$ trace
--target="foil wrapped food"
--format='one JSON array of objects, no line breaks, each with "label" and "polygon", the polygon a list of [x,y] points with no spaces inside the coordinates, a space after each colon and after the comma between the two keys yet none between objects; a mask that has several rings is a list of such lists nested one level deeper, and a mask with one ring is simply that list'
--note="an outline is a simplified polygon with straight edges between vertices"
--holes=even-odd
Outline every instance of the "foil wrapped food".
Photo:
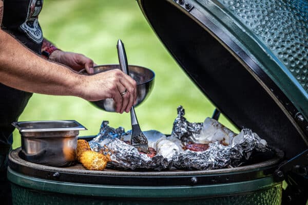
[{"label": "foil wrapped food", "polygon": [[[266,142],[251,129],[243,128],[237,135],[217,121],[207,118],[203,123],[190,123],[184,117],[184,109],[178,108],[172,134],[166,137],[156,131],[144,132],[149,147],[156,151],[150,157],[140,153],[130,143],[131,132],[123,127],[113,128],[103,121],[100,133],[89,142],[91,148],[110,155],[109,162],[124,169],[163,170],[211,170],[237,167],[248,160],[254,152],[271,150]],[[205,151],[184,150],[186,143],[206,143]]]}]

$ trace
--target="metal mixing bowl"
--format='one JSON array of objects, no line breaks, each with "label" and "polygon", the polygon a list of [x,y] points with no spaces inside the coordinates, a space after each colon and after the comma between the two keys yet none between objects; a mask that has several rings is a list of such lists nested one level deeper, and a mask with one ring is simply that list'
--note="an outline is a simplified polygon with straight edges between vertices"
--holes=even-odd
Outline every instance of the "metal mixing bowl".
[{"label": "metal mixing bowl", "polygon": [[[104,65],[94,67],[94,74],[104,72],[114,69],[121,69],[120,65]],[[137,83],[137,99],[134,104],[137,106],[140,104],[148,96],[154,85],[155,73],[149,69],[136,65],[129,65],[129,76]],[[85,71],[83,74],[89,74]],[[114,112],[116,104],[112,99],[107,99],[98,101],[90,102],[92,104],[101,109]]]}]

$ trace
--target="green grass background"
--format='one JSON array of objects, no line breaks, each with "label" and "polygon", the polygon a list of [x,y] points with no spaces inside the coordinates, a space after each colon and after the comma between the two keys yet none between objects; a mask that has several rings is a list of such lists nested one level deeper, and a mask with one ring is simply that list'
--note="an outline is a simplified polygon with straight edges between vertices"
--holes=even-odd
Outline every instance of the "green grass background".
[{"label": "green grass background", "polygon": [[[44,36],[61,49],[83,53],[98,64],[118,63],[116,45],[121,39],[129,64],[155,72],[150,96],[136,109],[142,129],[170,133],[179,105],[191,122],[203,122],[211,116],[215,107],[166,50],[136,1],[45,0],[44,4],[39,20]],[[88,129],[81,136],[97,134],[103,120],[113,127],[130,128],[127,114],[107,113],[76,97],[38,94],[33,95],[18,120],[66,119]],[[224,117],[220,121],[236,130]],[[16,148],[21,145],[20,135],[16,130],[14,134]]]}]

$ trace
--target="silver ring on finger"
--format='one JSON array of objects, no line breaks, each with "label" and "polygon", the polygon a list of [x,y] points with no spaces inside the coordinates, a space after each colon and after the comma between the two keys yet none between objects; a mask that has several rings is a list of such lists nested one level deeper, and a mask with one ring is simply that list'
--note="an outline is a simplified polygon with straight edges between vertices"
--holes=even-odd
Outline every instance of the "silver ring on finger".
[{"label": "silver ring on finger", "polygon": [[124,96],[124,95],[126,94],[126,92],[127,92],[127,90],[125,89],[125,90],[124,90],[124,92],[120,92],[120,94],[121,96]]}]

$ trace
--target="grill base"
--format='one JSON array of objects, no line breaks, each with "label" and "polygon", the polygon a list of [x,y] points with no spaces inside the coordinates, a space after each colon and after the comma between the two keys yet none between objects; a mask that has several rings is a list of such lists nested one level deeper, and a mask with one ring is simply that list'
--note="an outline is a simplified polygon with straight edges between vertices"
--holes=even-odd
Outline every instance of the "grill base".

* [TO BE DONE]: Retype everything in the material word for word, minus pictures.

* [SOLUTION BELOW]:
$ trace
--target="foil wrapped food"
--format='one JSON array of objects, no line breaks, each with "label" and "polygon", the polygon a list of [x,y] points with no spaces inside the coordinates, a space after each colon and after the comma between the two keys yet none between objects; a mask that has several rings is a list of such lists nested one level deeper, and a mask with one ring is simply that list'
--note="an outline is a simplified polygon with straight edges between vertices"
--holes=even-odd
Outline every instance of the "foil wrapped food".
Photo:
[{"label": "foil wrapped food", "polygon": [[[266,142],[251,129],[243,128],[237,135],[217,121],[207,118],[203,123],[190,123],[184,117],[184,109],[178,108],[172,134],[166,137],[156,131],[144,132],[149,147],[156,151],[150,157],[140,153],[130,143],[131,132],[123,127],[113,128],[103,121],[100,133],[89,142],[91,148],[110,155],[109,162],[124,169],[163,170],[211,170],[237,167],[248,160],[254,152],[271,150]],[[205,151],[184,150],[186,143],[206,143]]]}]

$ trace
--target="metal mixing bowl"
--format='one JSON array of objects, no line breaks, each with "label" and "polygon", the polygon a list of [x,y] points with no spaces inside the coordinates, a space after each colon and after the comma between the two keys yet none between objects; a mask that has several rings is a list of such lists nested one level deeper, and a mask with one ring is simply that list'
--note="an outline is a simplified polygon with straight edges between vertices"
--holes=even-odd
Outline every instance of the "metal mixing bowl".
[{"label": "metal mixing bowl", "polygon": [[[104,65],[94,67],[94,74],[104,72],[114,69],[121,69],[120,65]],[[137,83],[137,99],[134,104],[137,106],[140,104],[148,96],[154,85],[155,73],[149,69],[136,65],[129,65],[129,76]],[[85,71],[83,74],[89,74]],[[114,112],[116,104],[112,99],[107,99],[98,101],[90,102],[92,104],[101,109]]]}]

$ trace
--target="green grass background"
--format='one JSON array of objects, no line breaks, each with "label" and "polygon", the polygon a list of [x,y] points with no spaces inside the coordinates, a space after each colon and after the comma between the two keys yet none between objects; a mask that has several rings is a list of such lists nested one level deeper, and a mask with one ring is simply that list'
--note="an outline is a simplified polygon with straight edges between vertices"
--holes=even-odd
Outline every instance of the "green grass background".
[{"label": "green grass background", "polygon": [[[44,36],[61,49],[83,53],[98,64],[118,63],[116,45],[121,39],[129,64],[155,72],[150,96],[136,109],[142,129],[170,133],[179,105],[191,122],[203,122],[211,116],[215,107],[166,50],[136,1],[45,0],[44,4],[39,20]],[[88,129],[81,136],[97,134],[103,120],[113,127],[130,128],[127,114],[107,113],[76,97],[38,94],[33,95],[18,120],[66,119]],[[224,117],[220,121],[236,130]],[[16,148],[21,145],[20,135],[16,130],[14,134]]]}]

$ trace
--target="silver ring on finger"
--format='one JSON array of objects, no line breaks, each with "label" and "polygon", the polygon a list of [x,y] points with no spaces inside the coordinates, a space after each colon and after the comma between the two keys yet none between objects; a mask that has several rings is a list of such lists nested one level deeper, and a mask with one ring is simply that list'
--note="an outline is a simplified polygon with straight edges between vertices"
--holes=even-odd
Outline every instance of the "silver ring on finger".
[{"label": "silver ring on finger", "polygon": [[124,96],[124,95],[126,94],[126,92],[127,92],[127,90],[125,89],[125,90],[124,90],[124,92],[120,92],[120,94],[121,96]]}]

$ trace
--target="grill base"
--format='one JSON array of objects, no line breaks, each with "label" and "polygon", the polygon a list of [x,y] points with no spaces inside the coordinates, a space after each colon and after the comma between the two keys yet none between objects; a mask that has several rings is a list of such lists nested one level deeper, and a mask with one ring is simply that list'
--note="an outline is a simplified polygon with straight edges between vertices"
--holes=even-odd
Outline every instance of the "grill base".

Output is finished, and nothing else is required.